SET TASK 1: Repeat word for word the part of the power plant pipeline page that opens with the words containing "Power Plant ML Pipeline Application - DataFrame" and closes with "supervised regression problem.".
SET TASK 2: According to the power plant pipeline page, which steps will be covered today?
SET TASK 3: Pick up the power plant pipeline page where it stops and continue writing it.

009_PowerPlantPipeline_01ETLEDA(Scala)

Loading...

ScaDaMaLe Course site and book

Power Plant ML Pipeline Application - DataFrame Part

This is the Spark SQL parts of an end-to-end example of using a number of different machine learning algorithms to solve a supervised regression problem.

This is a break-down of Power Plant ML Pipeline Application from databricks.

This will be a recurring example in the sequel

Table of Contents
  • Step 1: Business Understanding
  • Step 2: Load Your Data
  • Step 3: Explore Your Data
  • Step 4: Visualize Your Data
  • Step 5: Data Preparation
  • Step 6: Data Modeling
  • Step 7: Tuning and Evaluation
  • Step 8: Deployment

We are trying to predict power output given a set of readings from various sensors in a gas-fired power generation plant. Power generation is a complex process, and understanding and predicting power output is an important element in managing a plant and its connection to the power grid.

  • Given this business problem, we need to translate it to a Machine Learning task (actually a Statistical Machine Learning task).
  • The ML task here is regression since the label (or target) we will be trying to predict takes a continuous numeric value
    • Note: if the labels took values from a finite discrete set, such as, Spam/Not-Spam or Good/Bad/Ugly, then the ML task would be classification.

Today, we will only cover Steps 1, 2, 3 and 4 above. You need introductions to linear algebra, stochastic gradient descent and decision trees before we can accomplish the applied ML task with some intuitive understanding. If you can't wait for ML then check out Spark MLLib Programming Guide for comming attractions!

Pointing dataset excerpts:
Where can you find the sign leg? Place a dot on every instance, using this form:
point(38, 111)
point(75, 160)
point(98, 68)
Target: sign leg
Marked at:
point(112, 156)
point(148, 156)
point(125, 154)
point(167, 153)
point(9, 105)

TASK RESULT 1:
Power Plant ML Pipeline Application - DataFrame Part

This is the Spark SQL parts of an end-to-end example of using a number of different machine learning algorithms to solve a supervised regression problem.

TASK RESULT 2: Steps 1, 2, 3 and 4.

TASK RESULT 3:
The example data is provided by UCI at UCI Machine Learning Repository Combined Cycle Power Plant Data Set

You can read the background on the UCI page, but in summary:

  • we have collected a number of readings from sensors at a Gas Fired Power Plant (also called a Peaker Plant) and
  • want to use those sensor readings to predict how much power the plant will generate in a couple weeks from now.
  • Again, today we will just focus on Steps 1-4 above that pertain to DataFrames.

More information about Peaker or Peaking Power Plants can be found on Wikipedia https://en.wikipedia.org/wiki/Peaking_power_plant.

Show code
displayHTML(frameIt("https://archive.ics.uci.edu/ml/datasets/Combined+Cycle+Power+Plant",500))
sc.version.replace(".", "").toInt
res2: Int = 301
// a good habit to ensure the code is being run on the appropriate version of Spark - we are using Spark 2.2 actually if we use SparkSession object spark down the road...
require(sc.version.replace(".", "").toInt >= 140, "Spark 1.4.0+ is required to run this notebook. Please attach it to a Spark 1.4.0+ cluster.")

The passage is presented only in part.